------ Passage provided ------

Why Are Novels About Wealth Almost Absent From the Literary Canon?
Hernan Diaz in Conversation with Mitchell Kaplan on The Literary Life Podcast
On today’s episode of The Literary Life, Mitchell Kaplan is joined by Hernan Diaz to discuss his latest book, Trust, out now from Riverhead Books.
From the episode:
Hernan Diaz: It didn’t start out as a very political book. But of course, when you write about wealth, it is instantly political. But the first thing that drew me to this project was what I imagined, because obviously I’m not the wealthiest man in America, but what I imagined would be a dissonance between absolute rich that comes with a fortune like that and absolute seclusion and removal from life.
I can’t explain why it’s one of those things that becomes an itch. As I started thinking about that I also started reading novels in the American canon about money, and I was surprised to find that there were precious few of those. And that to me was all important in the process of writing the book, because I don’t need to stress, explain or expand on the place that wealth has in the American imagination, the place that money has in our collective idea of who we are as a people. And yet, despite its outsized presence in the American narrative, it’s almost absent from from the literary canon. This to me was fascinating.

------ Excerpted records ------

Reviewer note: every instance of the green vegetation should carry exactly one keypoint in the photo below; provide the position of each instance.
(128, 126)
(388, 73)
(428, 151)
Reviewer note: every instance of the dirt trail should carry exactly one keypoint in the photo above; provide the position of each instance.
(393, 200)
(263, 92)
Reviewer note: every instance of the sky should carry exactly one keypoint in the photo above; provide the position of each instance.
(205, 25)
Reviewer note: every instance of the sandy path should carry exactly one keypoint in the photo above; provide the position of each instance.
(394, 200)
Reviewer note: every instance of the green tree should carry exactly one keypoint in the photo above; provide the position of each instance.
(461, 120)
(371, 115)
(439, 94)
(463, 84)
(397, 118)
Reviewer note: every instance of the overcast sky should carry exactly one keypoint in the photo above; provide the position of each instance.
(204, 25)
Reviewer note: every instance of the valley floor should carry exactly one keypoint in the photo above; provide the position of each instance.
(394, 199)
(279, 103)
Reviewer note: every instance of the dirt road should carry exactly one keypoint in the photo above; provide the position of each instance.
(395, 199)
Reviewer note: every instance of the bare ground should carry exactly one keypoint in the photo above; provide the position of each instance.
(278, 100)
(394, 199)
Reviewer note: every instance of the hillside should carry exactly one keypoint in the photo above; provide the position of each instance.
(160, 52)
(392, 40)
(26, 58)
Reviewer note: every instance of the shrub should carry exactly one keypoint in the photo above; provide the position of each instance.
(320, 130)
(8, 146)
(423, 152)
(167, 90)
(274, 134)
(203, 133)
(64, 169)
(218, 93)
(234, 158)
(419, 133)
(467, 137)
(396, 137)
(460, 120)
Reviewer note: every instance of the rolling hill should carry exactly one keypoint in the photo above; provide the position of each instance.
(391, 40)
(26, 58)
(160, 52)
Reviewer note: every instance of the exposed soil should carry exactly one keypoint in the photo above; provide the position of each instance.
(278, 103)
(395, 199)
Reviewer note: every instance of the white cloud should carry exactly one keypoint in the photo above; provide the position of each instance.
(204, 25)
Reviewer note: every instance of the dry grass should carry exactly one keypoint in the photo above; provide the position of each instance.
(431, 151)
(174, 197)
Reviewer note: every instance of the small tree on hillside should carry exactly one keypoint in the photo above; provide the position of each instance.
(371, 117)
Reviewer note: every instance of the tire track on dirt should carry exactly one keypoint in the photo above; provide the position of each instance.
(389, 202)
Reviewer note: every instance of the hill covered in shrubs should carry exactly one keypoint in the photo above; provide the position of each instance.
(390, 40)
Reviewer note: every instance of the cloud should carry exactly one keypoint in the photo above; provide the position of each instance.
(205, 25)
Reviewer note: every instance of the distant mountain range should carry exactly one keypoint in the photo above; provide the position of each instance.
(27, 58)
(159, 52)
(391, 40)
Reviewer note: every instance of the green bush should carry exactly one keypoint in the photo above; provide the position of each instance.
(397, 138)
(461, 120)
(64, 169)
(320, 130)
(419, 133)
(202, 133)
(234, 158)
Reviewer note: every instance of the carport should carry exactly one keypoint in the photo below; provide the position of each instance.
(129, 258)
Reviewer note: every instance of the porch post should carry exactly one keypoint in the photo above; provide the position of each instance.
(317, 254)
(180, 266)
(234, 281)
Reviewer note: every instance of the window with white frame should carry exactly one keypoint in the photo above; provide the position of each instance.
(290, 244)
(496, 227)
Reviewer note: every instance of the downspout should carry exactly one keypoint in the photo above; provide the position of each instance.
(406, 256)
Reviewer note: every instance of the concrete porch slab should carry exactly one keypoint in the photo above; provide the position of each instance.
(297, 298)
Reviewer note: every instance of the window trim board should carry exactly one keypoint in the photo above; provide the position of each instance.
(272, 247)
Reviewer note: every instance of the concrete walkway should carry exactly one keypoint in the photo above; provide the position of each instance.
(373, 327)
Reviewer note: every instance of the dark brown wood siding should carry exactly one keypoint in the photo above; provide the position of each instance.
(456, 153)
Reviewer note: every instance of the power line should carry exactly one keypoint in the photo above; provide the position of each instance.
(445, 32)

------

Answer these questions from the podcast excerpt about Trust:
1. Which publisher put out Trust?
2. According to Diaz, what happens as soon as you write about wealth?
3. What did Diaz find when he read novels about money in the American canon?

### Exercise output
1. Riverhead Books
2. It is instantly political.
3. There were precious few of them.